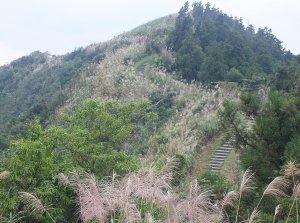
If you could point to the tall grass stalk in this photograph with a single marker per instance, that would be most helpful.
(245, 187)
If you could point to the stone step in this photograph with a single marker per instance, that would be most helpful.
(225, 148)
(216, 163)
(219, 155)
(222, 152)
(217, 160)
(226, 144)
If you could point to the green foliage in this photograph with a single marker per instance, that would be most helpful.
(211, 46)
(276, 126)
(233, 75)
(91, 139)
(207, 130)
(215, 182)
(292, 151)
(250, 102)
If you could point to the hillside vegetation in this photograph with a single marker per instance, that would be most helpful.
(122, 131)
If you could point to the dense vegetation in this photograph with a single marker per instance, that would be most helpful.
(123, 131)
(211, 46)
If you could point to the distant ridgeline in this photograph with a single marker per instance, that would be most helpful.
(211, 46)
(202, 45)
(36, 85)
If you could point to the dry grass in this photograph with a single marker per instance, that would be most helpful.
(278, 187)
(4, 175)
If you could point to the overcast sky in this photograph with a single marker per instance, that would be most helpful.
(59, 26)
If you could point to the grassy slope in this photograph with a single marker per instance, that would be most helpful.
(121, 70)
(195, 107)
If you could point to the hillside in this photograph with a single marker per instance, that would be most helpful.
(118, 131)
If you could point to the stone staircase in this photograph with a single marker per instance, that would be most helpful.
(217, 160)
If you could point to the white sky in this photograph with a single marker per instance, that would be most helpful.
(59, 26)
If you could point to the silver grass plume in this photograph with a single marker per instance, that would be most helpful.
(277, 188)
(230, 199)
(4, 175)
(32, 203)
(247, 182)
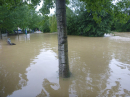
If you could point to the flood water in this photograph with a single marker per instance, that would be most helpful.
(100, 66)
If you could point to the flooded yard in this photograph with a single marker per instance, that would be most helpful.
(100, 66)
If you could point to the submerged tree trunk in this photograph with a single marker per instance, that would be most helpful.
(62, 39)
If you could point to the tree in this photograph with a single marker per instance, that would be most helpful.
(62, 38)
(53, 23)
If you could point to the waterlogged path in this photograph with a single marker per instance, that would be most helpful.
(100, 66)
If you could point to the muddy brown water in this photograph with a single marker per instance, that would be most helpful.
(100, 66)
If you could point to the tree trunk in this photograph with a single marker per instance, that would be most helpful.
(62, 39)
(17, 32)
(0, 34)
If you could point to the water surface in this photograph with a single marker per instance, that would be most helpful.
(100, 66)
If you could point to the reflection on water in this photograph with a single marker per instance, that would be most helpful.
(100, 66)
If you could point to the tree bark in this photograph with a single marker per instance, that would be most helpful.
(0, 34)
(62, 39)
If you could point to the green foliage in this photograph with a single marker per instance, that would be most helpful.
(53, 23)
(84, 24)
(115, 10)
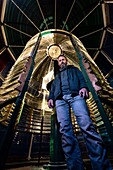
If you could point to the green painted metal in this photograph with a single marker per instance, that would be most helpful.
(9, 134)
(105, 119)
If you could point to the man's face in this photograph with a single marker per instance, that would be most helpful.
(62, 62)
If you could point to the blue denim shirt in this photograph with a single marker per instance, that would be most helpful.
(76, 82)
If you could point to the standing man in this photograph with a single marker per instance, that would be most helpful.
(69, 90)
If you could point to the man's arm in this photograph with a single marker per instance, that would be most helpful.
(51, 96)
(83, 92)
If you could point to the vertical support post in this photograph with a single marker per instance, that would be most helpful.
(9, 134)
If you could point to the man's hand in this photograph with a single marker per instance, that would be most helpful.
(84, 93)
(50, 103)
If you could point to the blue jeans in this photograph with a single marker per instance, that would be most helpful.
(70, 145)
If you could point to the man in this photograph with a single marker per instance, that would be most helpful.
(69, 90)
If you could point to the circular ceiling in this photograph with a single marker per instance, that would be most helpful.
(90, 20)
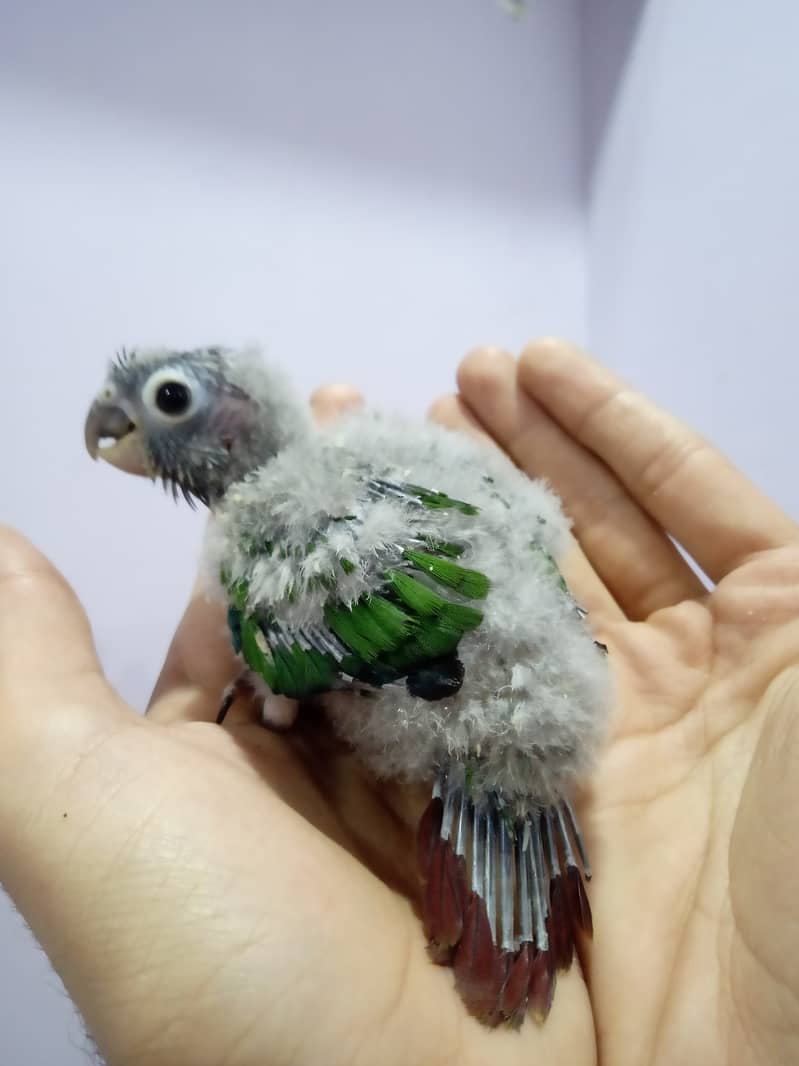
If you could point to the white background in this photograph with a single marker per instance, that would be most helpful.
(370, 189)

--------------------

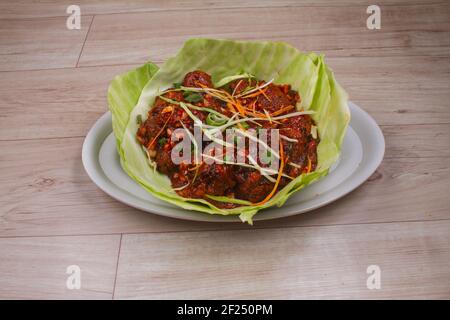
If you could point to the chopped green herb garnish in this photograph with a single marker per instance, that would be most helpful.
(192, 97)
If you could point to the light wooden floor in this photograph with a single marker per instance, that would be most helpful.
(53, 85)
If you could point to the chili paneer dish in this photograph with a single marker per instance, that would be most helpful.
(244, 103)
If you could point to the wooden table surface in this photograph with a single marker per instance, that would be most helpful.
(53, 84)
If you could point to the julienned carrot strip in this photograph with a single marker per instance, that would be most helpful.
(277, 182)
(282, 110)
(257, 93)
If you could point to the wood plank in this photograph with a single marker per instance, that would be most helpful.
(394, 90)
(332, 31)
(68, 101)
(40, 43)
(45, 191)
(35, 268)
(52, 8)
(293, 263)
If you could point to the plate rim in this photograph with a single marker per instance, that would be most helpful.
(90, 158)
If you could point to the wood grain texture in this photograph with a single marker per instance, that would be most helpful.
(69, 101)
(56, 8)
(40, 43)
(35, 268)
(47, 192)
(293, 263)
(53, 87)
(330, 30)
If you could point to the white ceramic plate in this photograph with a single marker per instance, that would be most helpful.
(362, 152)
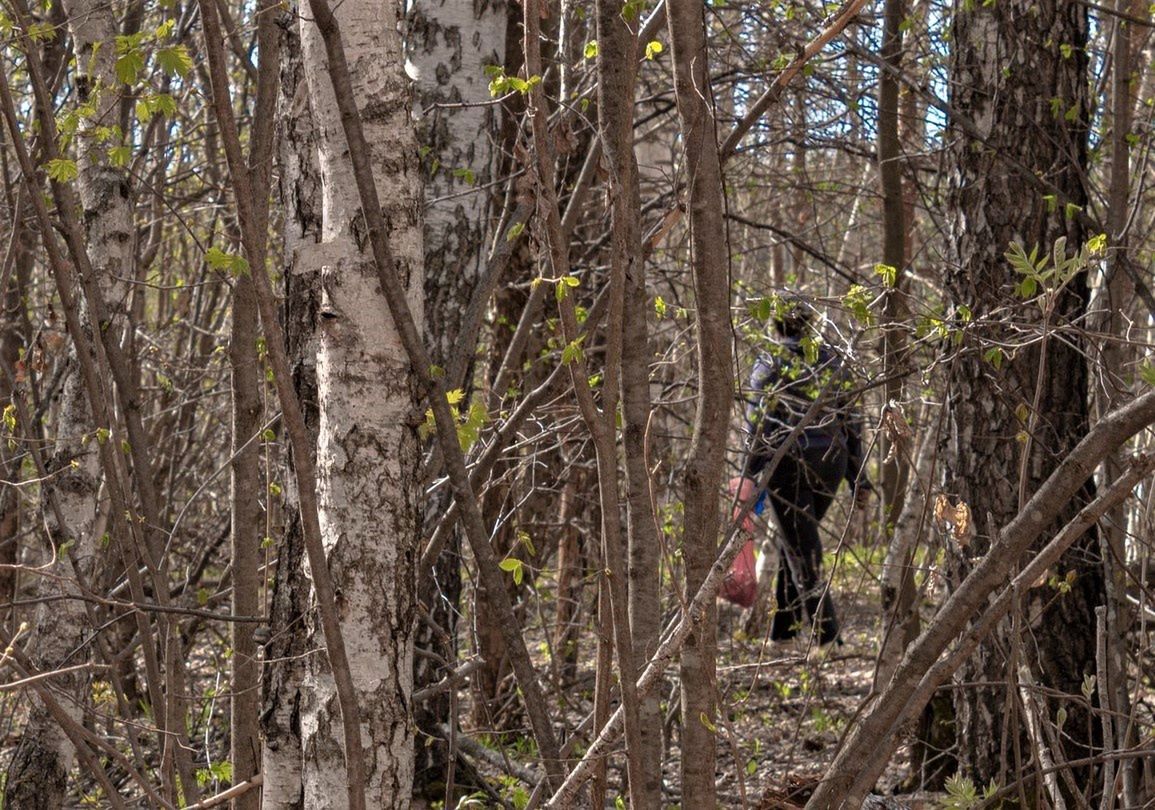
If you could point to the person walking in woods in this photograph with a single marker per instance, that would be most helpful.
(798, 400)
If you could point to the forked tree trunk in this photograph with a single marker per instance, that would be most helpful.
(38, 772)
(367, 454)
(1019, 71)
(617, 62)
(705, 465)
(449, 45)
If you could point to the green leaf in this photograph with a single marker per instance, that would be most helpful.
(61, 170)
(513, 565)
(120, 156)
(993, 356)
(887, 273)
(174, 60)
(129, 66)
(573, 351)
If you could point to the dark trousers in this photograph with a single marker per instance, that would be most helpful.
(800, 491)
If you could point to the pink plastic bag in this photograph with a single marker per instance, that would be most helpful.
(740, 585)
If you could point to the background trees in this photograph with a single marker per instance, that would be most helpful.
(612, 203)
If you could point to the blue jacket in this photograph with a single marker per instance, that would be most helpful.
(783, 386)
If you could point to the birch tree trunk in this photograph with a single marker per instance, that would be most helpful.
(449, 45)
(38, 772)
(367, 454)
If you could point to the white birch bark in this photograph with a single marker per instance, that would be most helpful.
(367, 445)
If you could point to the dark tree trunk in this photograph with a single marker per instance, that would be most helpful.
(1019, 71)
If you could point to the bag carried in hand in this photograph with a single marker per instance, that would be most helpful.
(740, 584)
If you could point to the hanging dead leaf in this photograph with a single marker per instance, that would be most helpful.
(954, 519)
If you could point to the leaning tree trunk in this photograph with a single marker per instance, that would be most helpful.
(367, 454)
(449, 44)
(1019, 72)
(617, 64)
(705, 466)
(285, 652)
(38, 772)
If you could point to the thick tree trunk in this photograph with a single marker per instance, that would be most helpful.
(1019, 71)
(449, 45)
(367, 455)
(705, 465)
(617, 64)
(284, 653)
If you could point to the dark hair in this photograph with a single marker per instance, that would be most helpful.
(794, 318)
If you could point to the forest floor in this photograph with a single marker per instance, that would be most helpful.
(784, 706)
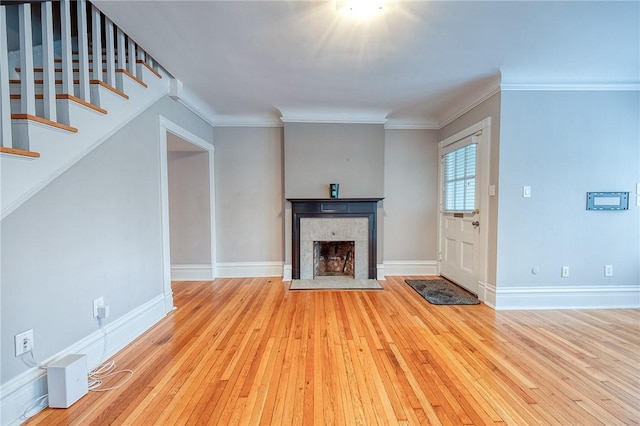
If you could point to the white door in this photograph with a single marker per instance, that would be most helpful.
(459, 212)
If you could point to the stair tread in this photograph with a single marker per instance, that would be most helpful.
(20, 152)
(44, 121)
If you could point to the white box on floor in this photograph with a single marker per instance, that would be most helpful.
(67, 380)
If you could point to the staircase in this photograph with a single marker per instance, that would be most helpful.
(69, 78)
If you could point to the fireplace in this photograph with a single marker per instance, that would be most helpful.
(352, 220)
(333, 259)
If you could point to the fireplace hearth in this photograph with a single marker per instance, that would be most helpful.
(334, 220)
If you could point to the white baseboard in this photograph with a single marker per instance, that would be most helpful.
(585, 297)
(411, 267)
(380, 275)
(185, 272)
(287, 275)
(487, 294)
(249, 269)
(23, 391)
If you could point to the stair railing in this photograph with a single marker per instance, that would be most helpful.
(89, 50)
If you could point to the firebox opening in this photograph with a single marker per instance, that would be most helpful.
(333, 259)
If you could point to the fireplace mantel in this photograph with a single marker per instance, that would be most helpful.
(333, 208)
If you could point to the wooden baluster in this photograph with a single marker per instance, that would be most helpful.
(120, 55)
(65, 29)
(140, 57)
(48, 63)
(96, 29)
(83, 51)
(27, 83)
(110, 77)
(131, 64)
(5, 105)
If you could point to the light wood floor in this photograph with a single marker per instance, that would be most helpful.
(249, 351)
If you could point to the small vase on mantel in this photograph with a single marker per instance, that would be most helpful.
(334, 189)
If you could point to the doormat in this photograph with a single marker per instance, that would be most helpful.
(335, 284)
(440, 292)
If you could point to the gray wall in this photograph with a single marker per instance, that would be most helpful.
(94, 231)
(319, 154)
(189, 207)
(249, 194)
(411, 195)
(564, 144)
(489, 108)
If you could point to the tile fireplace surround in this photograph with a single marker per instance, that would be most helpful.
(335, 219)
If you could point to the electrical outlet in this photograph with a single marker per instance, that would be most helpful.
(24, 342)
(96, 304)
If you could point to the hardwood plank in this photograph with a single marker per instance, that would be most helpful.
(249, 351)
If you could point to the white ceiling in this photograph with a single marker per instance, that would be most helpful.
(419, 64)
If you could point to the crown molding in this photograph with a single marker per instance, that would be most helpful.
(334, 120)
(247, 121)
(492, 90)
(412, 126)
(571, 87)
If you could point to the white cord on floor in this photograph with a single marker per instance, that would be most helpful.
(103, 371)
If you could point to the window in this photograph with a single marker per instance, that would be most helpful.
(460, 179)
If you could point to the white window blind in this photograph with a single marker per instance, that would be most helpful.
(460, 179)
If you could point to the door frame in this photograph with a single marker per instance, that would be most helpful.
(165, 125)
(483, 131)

--------------------

* Problem requirements
Pull out every line of the records above that contains the string "background", treating uppercase and lowercase as distinct.

* Result of the exercise
If you could point to the white background in this photograph with a single marker per instance, that would be most helpful.
If you could point to the background trees in this photograph with a single marker per instance, that would be most helpful.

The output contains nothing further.